Opdracht:
Zet de uitspraak van het hof over de bewezenverklaarde feiten hieronder voort, te beginnen na de laatste zin.

Documenttekst:
Het hof acht niet bewezen hetgeen verdachte meer of anders is tenlastegelegd dan hierboven is bewezenverklaard, zodat deze daarvan behoort te worden vrijgesproken.
Strafbaarheid van het bewezenverklaarde
het in de zaak met parketnummer 05-900474-10 onder 1 en 2 bewezen verklaarde levert op telkens:
verkrachting.
het in de zaak met parketnummer 05-900474-10 onder 3 primair bewezen verklaarde levert op:
afpersing, terwijl het feit wordt gepleegd op de openbare weg en terwijl het feit wordt gepleegd door twee of meer verenigde personen.
het in de zaak met parketnummer 05-900474-10 onder 4 subsidiair en 5 meer subsidiair en in de zaak met parketnummer 05-703220-10 onder 1 subsidiair bewezen verklaarde levert op:
medeplichtigheid aan afpersing, terwijl het feit wordt gepleegd op de openbare weg.
het in de zaak met parketnummer 05-703220-10 onder 3 bewezen verklaarde levert op:
poging tot diefstal, voorafgegaan en vergezeld van bedreiging met geweld tegen personen, gepleegd met het oogmerk om die diefstal voor te bereiden en gemakkelijk te maken, terwijl het feit wordt gepleegd op de openbare weg en terwijl het feit wordt gepleegd door twee of meer verenigde personen.

Rijen:
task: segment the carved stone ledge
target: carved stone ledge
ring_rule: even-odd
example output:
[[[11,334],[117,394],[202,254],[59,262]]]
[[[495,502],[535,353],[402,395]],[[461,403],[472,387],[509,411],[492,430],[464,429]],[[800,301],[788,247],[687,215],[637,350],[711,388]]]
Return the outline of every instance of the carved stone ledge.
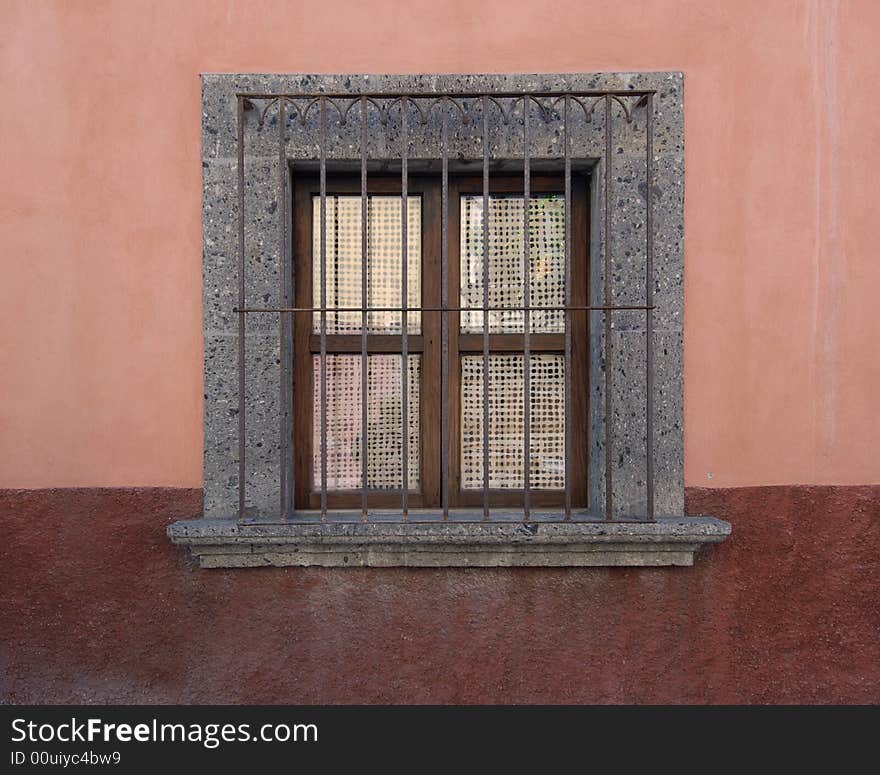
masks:
[[[244,522],[195,519],[168,527],[203,568],[561,567],[693,565],[702,547],[730,535],[728,522]]]

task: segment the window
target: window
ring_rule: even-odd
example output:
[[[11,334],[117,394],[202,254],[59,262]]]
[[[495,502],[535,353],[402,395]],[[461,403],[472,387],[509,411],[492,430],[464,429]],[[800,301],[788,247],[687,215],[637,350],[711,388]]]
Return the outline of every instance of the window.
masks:
[[[587,382],[588,320],[583,309],[570,313],[572,347],[567,359],[563,177],[545,174],[530,179],[528,253],[523,244],[523,176],[492,178],[485,224],[489,250],[484,254],[483,181],[452,176],[444,294],[441,181],[436,175],[408,176],[405,372],[401,193],[399,175],[368,177],[366,201],[359,179],[327,178],[323,257],[327,279],[322,288],[320,183],[310,177],[295,184],[295,306],[327,310],[323,376],[321,313],[299,314],[295,320],[293,392],[298,422],[293,444],[301,450],[294,473],[295,508],[321,509],[323,504],[325,510],[360,509],[367,514],[402,507],[482,508],[488,500],[490,508],[524,509],[528,489],[528,508],[561,509],[567,473],[571,505],[586,508],[586,397],[581,392],[566,406],[565,375],[570,368],[573,384]],[[588,225],[587,178],[576,175],[571,253],[575,307],[584,307],[588,298]],[[366,266],[362,254],[367,256]],[[489,278],[487,300],[484,269]],[[365,290],[366,305],[362,305]],[[444,298],[453,301],[444,305]],[[490,309],[485,343],[484,301]],[[448,316],[445,358],[444,310]],[[527,380],[523,376],[526,346]],[[484,405],[485,363],[489,396]],[[326,417],[322,395],[326,395]],[[486,410],[489,437],[484,445]],[[566,412],[575,440],[568,455]],[[405,506],[404,478],[409,485]],[[326,488],[321,487],[322,479]]]

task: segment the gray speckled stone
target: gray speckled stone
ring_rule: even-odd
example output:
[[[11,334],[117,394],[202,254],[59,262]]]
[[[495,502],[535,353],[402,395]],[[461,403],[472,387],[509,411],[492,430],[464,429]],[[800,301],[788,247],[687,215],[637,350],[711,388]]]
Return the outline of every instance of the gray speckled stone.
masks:
[[[205,327],[205,514],[230,517],[238,504],[238,198],[236,93],[394,93],[540,92],[599,89],[656,89],[654,97],[654,313],[655,489],[658,514],[683,512],[683,309],[684,309],[684,84],[681,73],[577,73],[562,75],[204,75],[202,79],[202,165],[204,193],[204,327]],[[589,107],[593,99],[585,99]],[[645,294],[646,110],[626,100],[611,106],[612,192],[609,198],[611,301],[642,304]],[[423,103],[419,103],[420,105]],[[504,103],[506,116],[490,103],[486,121],[493,162],[511,160],[515,168],[523,153],[523,104]],[[274,307],[284,302],[279,249],[280,219],[289,209],[278,201],[278,109],[254,100],[245,112],[245,271],[246,304]],[[529,108],[530,151],[539,165],[558,163],[563,155],[563,105],[544,99],[546,114]],[[342,104],[344,109],[345,103]],[[301,119],[308,108],[305,123]],[[463,123],[447,106],[450,159],[463,168],[480,170],[483,104],[463,100],[470,116]],[[425,106],[423,109],[427,109]],[[264,120],[260,117],[265,110]],[[438,159],[442,106],[422,123],[414,107],[407,112],[407,154],[414,168],[419,160]],[[380,119],[368,111],[368,155],[399,159],[402,150],[401,110],[391,106]],[[354,161],[360,153],[360,104],[341,124],[334,106],[327,110],[327,159],[332,164]],[[582,107],[570,102],[572,157],[592,167],[591,295],[604,303],[604,156],[605,104],[600,99],[590,121]],[[288,103],[284,121],[284,156],[289,163],[312,164],[318,158],[319,105],[308,100]],[[288,245],[289,250],[289,245]],[[604,501],[604,363],[603,313],[590,315],[590,497],[594,510]],[[644,491],[644,312],[613,314],[612,423],[615,513],[643,514]],[[282,368],[277,314],[248,317],[246,390],[247,512],[272,516],[279,509],[280,470],[291,451],[282,444],[289,434],[289,396],[281,400]],[[285,422],[282,422],[282,417]],[[621,461],[621,455],[623,460]]]
[[[238,524],[229,519],[175,522],[168,536],[189,547],[203,568],[266,565],[328,567],[502,567],[692,565],[702,547],[720,543],[730,525],[713,517],[655,523],[601,521],[315,522]],[[433,518],[433,521],[431,519]],[[356,515],[355,515],[356,519]]]

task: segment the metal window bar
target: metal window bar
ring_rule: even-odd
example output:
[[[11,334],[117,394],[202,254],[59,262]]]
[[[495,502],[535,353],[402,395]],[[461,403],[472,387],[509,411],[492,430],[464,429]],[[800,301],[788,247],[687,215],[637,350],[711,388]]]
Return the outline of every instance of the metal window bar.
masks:
[[[489,98],[483,95],[483,521],[489,521]]]
[[[611,96],[605,95],[605,231],[602,235],[602,251],[605,259],[605,306],[612,304],[611,297]],[[614,489],[611,471],[611,310],[605,311],[605,519],[614,519]]]
[[[363,521],[366,522],[370,518],[369,500],[367,489],[369,488],[369,467],[367,456],[368,451],[368,434],[369,434],[369,418],[367,417],[368,407],[368,363],[367,363],[367,306],[369,292],[367,282],[367,208],[369,203],[369,194],[367,192],[367,100],[366,97],[360,98],[361,102],[361,515]]]
[[[401,437],[401,506],[403,508],[403,521],[409,520],[409,321],[407,319],[406,306],[409,302],[409,242],[407,241],[407,169],[406,161],[409,148],[407,137],[407,97],[400,100],[400,329],[403,333],[400,356],[400,384],[401,384],[401,409],[400,409],[400,437]]]
[[[367,316],[368,312],[398,312],[401,315],[401,338],[402,338],[402,358],[401,358],[401,381],[403,385],[403,411],[402,411],[402,516],[404,521],[409,519],[408,494],[409,494],[409,471],[408,471],[408,313],[439,313],[441,315],[441,392],[443,396],[441,405],[441,511],[442,519],[449,519],[449,467],[448,453],[449,443],[449,407],[448,407],[448,383],[449,383],[449,330],[448,315],[450,313],[460,312],[481,312],[483,315],[483,521],[491,519],[490,499],[489,499],[489,313],[493,311],[520,311],[523,313],[523,333],[524,333],[524,354],[523,354],[523,380],[524,380],[524,443],[523,443],[523,520],[529,521],[531,517],[530,508],[530,315],[535,311],[561,311],[564,316],[565,324],[565,493],[563,519],[571,519],[571,455],[572,455],[572,439],[571,439],[571,314],[575,311],[601,311],[604,314],[604,383],[605,383],[605,504],[604,517],[607,520],[615,518],[614,515],[614,496],[613,496],[613,474],[612,474],[612,427],[611,427],[611,373],[612,373],[612,357],[613,347],[611,341],[612,320],[611,314],[616,311],[623,310],[641,310],[645,312],[645,335],[646,335],[646,519],[653,521],[655,519],[655,494],[654,494],[654,450],[653,450],[653,392],[654,392],[654,342],[653,342],[653,311],[654,307],[654,234],[653,234],[653,91],[581,91],[581,92],[543,92],[528,94],[516,93],[456,93],[456,94],[238,94],[236,122],[237,122],[237,178],[238,178],[238,270],[239,270],[239,287],[238,287],[238,304],[234,309],[237,314],[238,325],[238,382],[239,382],[239,410],[238,410],[238,517],[240,521],[245,521],[246,503],[247,503],[247,486],[246,486],[246,402],[245,402],[245,382],[246,382],[246,325],[248,314],[259,313],[278,313],[279,318],[279,341],[282,352],[282,369],[281,369],[281,393],[282,407],[285,407],[284,392],[292,386],[286,383],[290,381],[290,375],[287,373],[287,344],[288,344],[288,325],[292,322],[292,316],[296,313],[307,313],[310,315],[320,315],[320,404],[321,404],[321,506],[320,518],[322,521],[328,517],[327,501],[327,321],[328,312],[333,312],[338,318],[340,313],[344,312],[360,312],[361,313],[361,463],[362,463],[362,487],[361,487],[361,518],[364,521],[369,519],[369,501],[368,501],[368,444],[367,444],[367,389],[368,389],[368,355],[367,355]],[[505,114],[504,108],[501,106],[500,99],[512,98],[514,103],[522,100],[523,104],[523,185],[524,185],[524,258],[523,258],[523,291],[524,303],[522,306],[493,306],[489,303],[489,177],[490,177],[490,157],[491,149],[489,146],[489,123],[488,114],[490,102],[494,103],[501,111],[504,122],[507,123],[509,116]],[[644,106],[646,108],[645,119],[645,180],[646,180],[646,235],[645,235],[645,303],[643,305],[615,305],[613,303],[613,294],[611,286],[611,268],[613,263],[612,237],[611,231],[611,215],[610,201],[612,188],[612,164],[611,164],[611,148],[612,148],[612,107],[613,102],[617,102],[622,106],[626,118],[631,120],[630,108],[624,102],[625,99],[636,99],[635,107]],[[482,106],[482,170],[483,170],[483,213],[482,213],[482,232],[483,232],[483,304],[480,307],[451,306],[448,299],[448,188],[449,188],[449,138],[448,138],[448,113],[449,106],[453,105],[461,113],[463,123],[468,123],[469,117],[463,107],[464,101],[467,99],[479,100]],[[593,101],[589,104],[589,100]],[[245,111],[253,107],[255,100],[268,100],[269,104],[263,109],[260,116],[260,122],[265,117],[266,111],[273,104],[278,106],[278,123],[279,123],[279,180],[278,180],[278,198],[280,223],[279,223],[279,247],[280,262],[282,269],[282,278],[280,281],[280,299],[281,304],[278,307],[255,307],[248,306],[246,303],[246,277],[245,277],[245,147],[244,147],[244,124]],[[340,106],[341,101],[348,100],[347,107]],[[382,106],[381,101],[387,104]],[[531,153],[529,148],[530,142],[530,107],[534,102],[540,109],[543,116],[548,115],[548,108],[542,100],[548,100],[551,108],[555,108],[559,102],[563,103],[563,154],[564,154],[564,180],[565,180],[565,300],[562,306],[533,306],[531,304],[531,286],[530,286],[530,243],[529,243],[529,204],[531,197]],[[299,102],[305,102],[305,108],[301,108]],[[419,101],[427,101],[427,111],[419,106]],[[571,102],[574,101],[584,111],[586,120],[592,120],[593,109],[601,102],[604,104],[604,139],[605,139],[605,158],[604,158],[604,239],[603,239],[603,271],[604,271],[604,303],[601,305],[574,305],[571,303]],[[299,307],[292,306],[289,299],[292,298],[293,278],[292,268],[288,264],[287,253],[287,224],[286,224],[286,202],[287,202],[287,158],[285,149],[285,130],[286,130],[286,102],[290,102],[294,108],[293,115],[299,112],[300,123],[304,126],[309,111],[315,105],[318,106],[319,114],[319,180],[320,180],[320,306]],[[387,123],[388,110],[394,103],[400,103],[401,106],[401,306],[400,307],[370,307],[368,305],[367,294],[367,271],[368,271],[368,207],[369,196],[367,190],[367,170],[368,170],[368,110],[370,106],[380,111],[380,117],[383,123]],[[360,307],[328,307],[327,305],[327,288],[326,288],[326,228],[327,228],[327,106],[331,104],[338,112],[340,124],[344,124],[348,111],[354,104],[360,105],[361,113],[361,137],[360,137],[360,167],[361,167],[361,305]],[[422,123],[427,123],[427,114],[436,106],[441,105],[441,305],[427,306],[420,305],[418,307],[409,306],[408,299],[408,258],[409,246],[407,239],[407,183],[408,183],[408,110],[412,105],[416,108],[422,118]],[[512,107],[511,107],[512,111]],[[335,210],[334,210],[335,212]],[[334,253],[334,260],[338,261],[338,256]],[[290,276],[290,277],[288,277]],[[334,274],[334,282],[338,282],[338,272]],[[336,300],[337,296],[334,298]],[[289,316],[289,317],[286,317]],[[291,476],[291,472],[287,470],[287,463],[292,460],[293,455],[287,455],[284,450],[285,436],[288,434],[289,428],[285,423],[285,418],[281,419],[282,433],[282,464],[281,464],[281,493],[280,493],[280,511],[281,518],[287,519],[294,515],[294,487],[295,482]],[[502,509],[505,513],[508,510]],[[552,520],[551,520],[552,521]],[[641,520],[640,520],[641,521]]]

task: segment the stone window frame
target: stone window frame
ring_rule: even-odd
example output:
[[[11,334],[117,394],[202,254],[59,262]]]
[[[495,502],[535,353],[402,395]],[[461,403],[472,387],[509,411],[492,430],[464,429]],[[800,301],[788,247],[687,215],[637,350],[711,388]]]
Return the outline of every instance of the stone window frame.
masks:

Antwoord hieronder:
het in de zaak met parketnummer 05-703220-10 onder 4 bewezen verklaarde levert op:
medeplegen van handelen in strijd met artikel 13, eerste lid, van de Wet wapens en munitie, meermalen gepleegd.
Strafbaarheid van de verdachte
Verdachte is strafbaar aangezien geen omstandigheid is gebleken of aannemelijk geworden die verdachte niet strafbaar zou doen zijn.
Oplegging van straf en/of maatregel
De hierna te melden strafoplegging is in overeenstemming met de aard en de ernst van het bewezenverklaarde en de omstandigheden waaronder dit is begaan, mede gelet op de persoon van verdachte, zoals van een en ander bij het onderzoek ter terechtzitting is gebleken.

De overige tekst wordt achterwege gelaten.